#### PASSAGE TO READ
┌────────

Saturday, March 20, 2010

Takashi Murakami, Eyeball Artist

With today's post, I would like to take a short digression from the clinical world of ophthalmology and step into the enchanting realm of cartoon eyeballs. If ever there had been an artist who captured eyeballs with more passion, humor, and sometimes perversion, it would be the brilliant and beloved Takashi Murakami. Anyone who has ventured out to a Murakami exhibit will no doubt agree that his art gladdens the heart with its bedazzling display of cartoon eyes. Raphael Rubenstein in Art of America writes: "Perhaps not since Dali painted an eye-filled curtain for Hitchcock's Spellbound (1945) has an artist been so ocular obsessed."

I first discovered Murakami at the Museum of Fine Arts in Boston ten years ago. I then payed homage to his exhibits at the Institute of Contemporary Art, The Brooklyn Art Museum, and finally the Guggenheim in Bilbao, Spain. The eyeball galaxies that populate his canvases are irresistable, making his shows (clearly) addictive. A Murakami eyeball pin to adorn the lapel of my white coat: 10 euros. Murakami mushroom painting: $313,000. A trip to Bilbao to see cartoon eyeballs: priceless.

└────────

#### Point-per-instance localization material
┌────────

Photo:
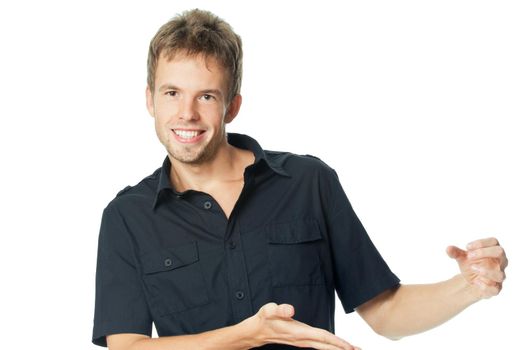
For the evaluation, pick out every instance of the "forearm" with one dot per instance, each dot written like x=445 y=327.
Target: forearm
x=413 y=309
x=237 y=337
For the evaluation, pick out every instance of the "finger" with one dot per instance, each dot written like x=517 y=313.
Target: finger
x=482 y=243
x=455 y=252
x=488 y=288
x=493 y=275
x=495 y=252
x=285 y=311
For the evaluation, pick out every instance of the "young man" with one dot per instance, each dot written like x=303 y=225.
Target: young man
x=228 y=246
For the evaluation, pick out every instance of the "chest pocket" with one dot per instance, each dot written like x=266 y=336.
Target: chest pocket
x=174 y=280
x=294 y=253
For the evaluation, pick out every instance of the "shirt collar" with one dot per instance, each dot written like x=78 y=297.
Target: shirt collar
x=236 y=140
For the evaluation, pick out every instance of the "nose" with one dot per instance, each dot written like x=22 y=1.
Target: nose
x=188 y=110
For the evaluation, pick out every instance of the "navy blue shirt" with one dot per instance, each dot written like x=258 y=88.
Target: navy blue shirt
x=174 y=259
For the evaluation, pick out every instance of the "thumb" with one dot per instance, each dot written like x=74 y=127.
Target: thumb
x=455 y=252
x=285 y=310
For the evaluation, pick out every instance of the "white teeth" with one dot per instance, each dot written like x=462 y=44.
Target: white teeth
x=186 y=134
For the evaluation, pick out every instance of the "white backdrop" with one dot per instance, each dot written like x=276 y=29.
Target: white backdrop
x=420 y=106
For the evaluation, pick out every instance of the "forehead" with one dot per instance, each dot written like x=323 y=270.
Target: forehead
x=190 y=71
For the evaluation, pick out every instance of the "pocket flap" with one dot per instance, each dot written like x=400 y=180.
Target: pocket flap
x=294 y=232
x=170 y=258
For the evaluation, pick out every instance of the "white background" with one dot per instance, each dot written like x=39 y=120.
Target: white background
x=420 y=106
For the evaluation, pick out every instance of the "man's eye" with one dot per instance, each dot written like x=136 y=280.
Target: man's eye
x=207 y=97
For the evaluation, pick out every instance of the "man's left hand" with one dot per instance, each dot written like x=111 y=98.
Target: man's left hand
x=482 y=265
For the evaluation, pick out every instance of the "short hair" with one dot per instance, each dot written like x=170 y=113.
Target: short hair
x=198 y=32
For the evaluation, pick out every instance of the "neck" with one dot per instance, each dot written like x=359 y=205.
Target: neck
x=227 y=165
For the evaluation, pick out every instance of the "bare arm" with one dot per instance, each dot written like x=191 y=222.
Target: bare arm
x=272 y=324
x=411 y=309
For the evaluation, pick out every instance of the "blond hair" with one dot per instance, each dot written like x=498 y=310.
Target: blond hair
x=198 y=32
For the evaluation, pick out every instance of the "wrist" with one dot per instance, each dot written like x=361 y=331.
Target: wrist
x=251 y=336
x=468 y=290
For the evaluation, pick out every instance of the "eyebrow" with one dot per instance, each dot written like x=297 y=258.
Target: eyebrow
x=206 y=91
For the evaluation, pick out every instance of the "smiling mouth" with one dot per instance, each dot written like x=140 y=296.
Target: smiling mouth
x=187 y=135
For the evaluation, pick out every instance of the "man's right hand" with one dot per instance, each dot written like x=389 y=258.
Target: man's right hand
x=275 y=324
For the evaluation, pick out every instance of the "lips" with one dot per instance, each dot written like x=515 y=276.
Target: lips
x=188 y=136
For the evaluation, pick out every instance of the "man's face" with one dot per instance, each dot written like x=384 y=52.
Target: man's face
x=190 y=108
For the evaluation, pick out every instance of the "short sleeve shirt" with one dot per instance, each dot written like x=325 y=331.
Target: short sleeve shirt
x=175 y=260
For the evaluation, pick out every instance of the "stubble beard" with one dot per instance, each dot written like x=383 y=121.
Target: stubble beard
x=194 y=155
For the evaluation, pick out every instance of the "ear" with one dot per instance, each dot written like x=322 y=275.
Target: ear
x=233 y=109
x=150 y=101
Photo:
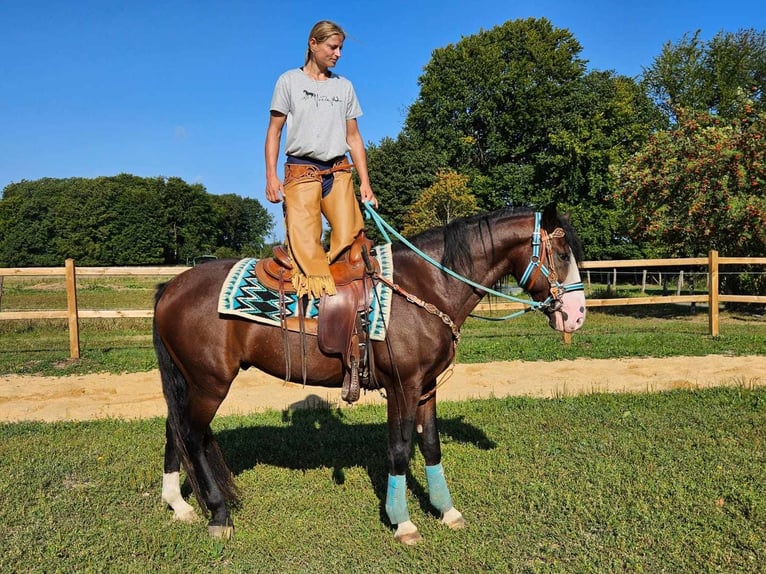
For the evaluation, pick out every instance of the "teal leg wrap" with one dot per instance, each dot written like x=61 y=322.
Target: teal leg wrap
x=396 y=499
x=437 y=488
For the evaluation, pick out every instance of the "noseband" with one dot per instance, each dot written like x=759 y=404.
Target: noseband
x=542 y=239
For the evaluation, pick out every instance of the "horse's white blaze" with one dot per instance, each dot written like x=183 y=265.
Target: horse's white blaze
x=571 y=315
x=171 y=494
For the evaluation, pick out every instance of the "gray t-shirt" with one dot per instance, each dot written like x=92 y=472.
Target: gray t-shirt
x=317 y=112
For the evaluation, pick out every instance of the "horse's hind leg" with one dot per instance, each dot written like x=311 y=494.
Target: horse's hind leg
x=171 y=481
x=215 y=483
x=430 y=447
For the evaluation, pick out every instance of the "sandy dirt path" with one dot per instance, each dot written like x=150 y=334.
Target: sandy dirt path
x=138 y=395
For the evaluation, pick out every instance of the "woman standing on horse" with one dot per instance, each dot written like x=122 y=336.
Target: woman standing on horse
x=321 y=111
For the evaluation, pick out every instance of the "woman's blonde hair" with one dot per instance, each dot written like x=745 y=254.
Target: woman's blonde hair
x=321 y=31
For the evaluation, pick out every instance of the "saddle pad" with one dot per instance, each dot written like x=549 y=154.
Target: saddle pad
x=244 y=296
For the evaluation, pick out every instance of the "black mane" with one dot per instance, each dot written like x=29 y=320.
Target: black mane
x=456 y=236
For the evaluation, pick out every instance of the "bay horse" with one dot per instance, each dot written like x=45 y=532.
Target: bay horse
x=201 y=351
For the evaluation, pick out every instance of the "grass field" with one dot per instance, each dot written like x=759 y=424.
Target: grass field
x=665 y=482
x=669 y=482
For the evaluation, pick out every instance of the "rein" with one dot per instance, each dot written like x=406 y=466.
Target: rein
x=535 y=267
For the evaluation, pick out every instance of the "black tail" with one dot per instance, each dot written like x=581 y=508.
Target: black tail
x=175 y=390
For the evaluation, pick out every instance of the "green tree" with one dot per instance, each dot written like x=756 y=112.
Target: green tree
x=514 y=109
x=123 y=220
x=242 y=225
x=712 y=76
x=26 y=225
x=700 y=186
x=446 y=200
x=399 y=171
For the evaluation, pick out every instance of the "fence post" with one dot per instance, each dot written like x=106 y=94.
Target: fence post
x=713 y=293
x=71 y=303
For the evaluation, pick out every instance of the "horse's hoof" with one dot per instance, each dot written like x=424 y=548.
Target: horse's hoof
x=407 y=533
x=453 y=519
x=409 y=539
x=186 y=516
x=221 y=532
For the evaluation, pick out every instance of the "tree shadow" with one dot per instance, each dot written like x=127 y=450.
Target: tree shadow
x=318 y=436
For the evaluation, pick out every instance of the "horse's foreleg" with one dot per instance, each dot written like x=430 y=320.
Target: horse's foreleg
x=400 y=427
x=171 y=482
x=430 y=447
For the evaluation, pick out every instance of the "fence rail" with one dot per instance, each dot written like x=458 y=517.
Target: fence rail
x=73 y=314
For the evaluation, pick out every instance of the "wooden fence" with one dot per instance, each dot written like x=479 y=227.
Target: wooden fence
x=73 y=314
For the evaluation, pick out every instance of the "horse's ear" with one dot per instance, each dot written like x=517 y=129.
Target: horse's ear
x=550 y=216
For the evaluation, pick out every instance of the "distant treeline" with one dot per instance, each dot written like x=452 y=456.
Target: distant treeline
x=125 y=220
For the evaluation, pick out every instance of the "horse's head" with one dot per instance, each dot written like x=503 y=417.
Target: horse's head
x=552 y=277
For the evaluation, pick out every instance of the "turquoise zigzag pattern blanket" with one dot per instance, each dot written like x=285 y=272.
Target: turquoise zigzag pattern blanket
x=244 y=296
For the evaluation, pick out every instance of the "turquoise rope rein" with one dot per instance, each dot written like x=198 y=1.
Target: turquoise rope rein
x=383 y=226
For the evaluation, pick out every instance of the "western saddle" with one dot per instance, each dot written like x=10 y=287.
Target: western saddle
x=342 y=327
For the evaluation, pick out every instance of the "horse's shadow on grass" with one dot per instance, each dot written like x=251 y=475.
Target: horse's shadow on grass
x=318 y=437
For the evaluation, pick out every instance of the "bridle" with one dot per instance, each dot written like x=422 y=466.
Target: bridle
x=540 y=237
x=542 y=249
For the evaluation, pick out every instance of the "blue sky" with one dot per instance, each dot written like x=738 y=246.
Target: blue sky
x=182 y=88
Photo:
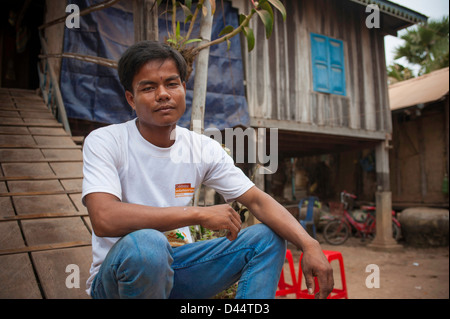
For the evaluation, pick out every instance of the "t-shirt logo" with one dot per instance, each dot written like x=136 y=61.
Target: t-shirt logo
x=184 y=190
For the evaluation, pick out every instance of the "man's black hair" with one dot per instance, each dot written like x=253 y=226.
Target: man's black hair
x=142 y=52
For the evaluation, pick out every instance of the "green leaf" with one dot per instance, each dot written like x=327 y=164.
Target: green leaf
x=267 y=19
x=178 y=32
x=250 y=38
x=187 y=12
x=226 y=30
x=213 y=6
x=242 y=17
x=280 y=7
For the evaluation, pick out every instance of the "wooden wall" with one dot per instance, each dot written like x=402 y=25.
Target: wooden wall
x=419 y=157
x=279 y=71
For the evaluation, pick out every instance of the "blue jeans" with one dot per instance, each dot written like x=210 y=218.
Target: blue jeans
x=143 y=265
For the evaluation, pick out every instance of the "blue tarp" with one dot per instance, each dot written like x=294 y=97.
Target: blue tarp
x=93 y=92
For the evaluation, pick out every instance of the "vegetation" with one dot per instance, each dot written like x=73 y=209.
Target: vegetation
x=426 y=46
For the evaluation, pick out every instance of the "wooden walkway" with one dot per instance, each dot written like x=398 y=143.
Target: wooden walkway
x=44 y=228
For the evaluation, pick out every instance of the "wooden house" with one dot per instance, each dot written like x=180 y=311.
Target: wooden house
x=419 y=157
x=320 y=79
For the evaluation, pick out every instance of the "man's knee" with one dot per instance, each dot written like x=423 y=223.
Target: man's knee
x=148 y=246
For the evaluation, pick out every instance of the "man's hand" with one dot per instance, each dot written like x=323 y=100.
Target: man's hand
x=221 y=217
x=315 y=264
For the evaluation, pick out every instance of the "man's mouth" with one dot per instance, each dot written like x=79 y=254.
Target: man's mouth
x=164 y=108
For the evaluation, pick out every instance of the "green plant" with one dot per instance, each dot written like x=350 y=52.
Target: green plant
x=183 y=41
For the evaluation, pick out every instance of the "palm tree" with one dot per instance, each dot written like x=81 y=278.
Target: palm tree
x=426 y=46
x=398 y=72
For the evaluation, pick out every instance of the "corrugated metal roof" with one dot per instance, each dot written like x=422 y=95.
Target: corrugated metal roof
x=424 y=89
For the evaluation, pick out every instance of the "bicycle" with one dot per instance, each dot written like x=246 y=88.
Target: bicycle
x=342 y=224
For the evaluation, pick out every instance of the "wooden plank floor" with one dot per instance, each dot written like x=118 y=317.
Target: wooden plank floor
x=44 y=228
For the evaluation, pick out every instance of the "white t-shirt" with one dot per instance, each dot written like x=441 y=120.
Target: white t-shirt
x=119 y=161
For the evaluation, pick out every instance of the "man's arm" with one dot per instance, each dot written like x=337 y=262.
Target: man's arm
x=112 y=218
x=274 y=215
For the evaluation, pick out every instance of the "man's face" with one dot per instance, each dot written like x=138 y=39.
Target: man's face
x=158 y=95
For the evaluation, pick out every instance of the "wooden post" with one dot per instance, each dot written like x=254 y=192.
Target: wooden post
x=383 y=239
x=201 y=73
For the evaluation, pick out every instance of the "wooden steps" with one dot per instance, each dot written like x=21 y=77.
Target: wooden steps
x=44 y=227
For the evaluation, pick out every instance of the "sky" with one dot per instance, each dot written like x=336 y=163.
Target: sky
x=433 y=9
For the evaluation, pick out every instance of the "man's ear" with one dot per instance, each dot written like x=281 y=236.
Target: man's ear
x=130 y=99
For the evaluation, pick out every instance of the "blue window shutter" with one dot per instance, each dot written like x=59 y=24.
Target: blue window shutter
x=328 y=64
x=320 y=63
x=337 y=67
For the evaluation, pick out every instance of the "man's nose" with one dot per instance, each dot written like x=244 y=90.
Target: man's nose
x=162 y=93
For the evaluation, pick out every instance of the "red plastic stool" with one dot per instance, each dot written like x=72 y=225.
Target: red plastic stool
x=284 y=288
x=336 y=293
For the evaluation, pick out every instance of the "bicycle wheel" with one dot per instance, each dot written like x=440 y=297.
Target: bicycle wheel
x=396 y=233
x=336 y=232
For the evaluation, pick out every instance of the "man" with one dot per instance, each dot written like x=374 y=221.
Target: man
x=136 y=193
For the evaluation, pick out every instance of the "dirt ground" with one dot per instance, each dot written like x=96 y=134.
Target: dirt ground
x=410 y=273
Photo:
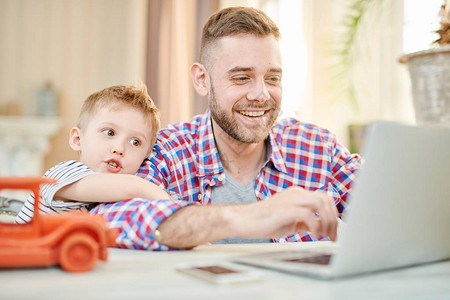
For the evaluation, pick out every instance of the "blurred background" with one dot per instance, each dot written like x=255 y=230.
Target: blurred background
x=340 y=63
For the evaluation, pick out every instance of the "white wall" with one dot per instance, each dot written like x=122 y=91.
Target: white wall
x=81 y=46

└────────

#### GOAL OF THE EXERCISE
Reproduce the full post on Takashi Murakami above word for word, from its date line to its final sentence.

#### OUTPUT FOR THIS EXERCISE
Saturday, March 20, 2010

Takashi Murakami, Eyeball Artist

With today's post, I would like to take a short digression from the clinical world of ophthalmology and step into the enchanting realm of cartoon eyeballs. If ever there had been an artist who captured eyeballs with more passion, humor, and sometimes perversion, it would be the brilliant and beloved Takashi Murakami. Anyone who has ventured out to a Murakami exhibit will no doubt agree that his art gladdens the heart with its bedazzling display of cartoon eyes. Raphael Rubenstein in Art of America writes: "Perhaps not since Dali painted an eye-filled curtain for Hitchcock's Spellbound (1945) has an artist been so ocular obsessed."

I first discovered Murakami at the Museum of Fine Arts in Boston ten years ago. I then payed homage to his exhibits at the Institute of Contemporary Art, The Brooklyn Art Museum, and finally the Guggenheim in Bilbao, Spain. The eyeball galaxies that populate his canvases are irresistable, making his shows (clearly) addictive. A Murakami eyeball pin to adorn the lapel of my white coat: 10 euros. Murakami mushroom painting: $313,000. A trip to Bilbao to see cartoon eyeballs: priceless.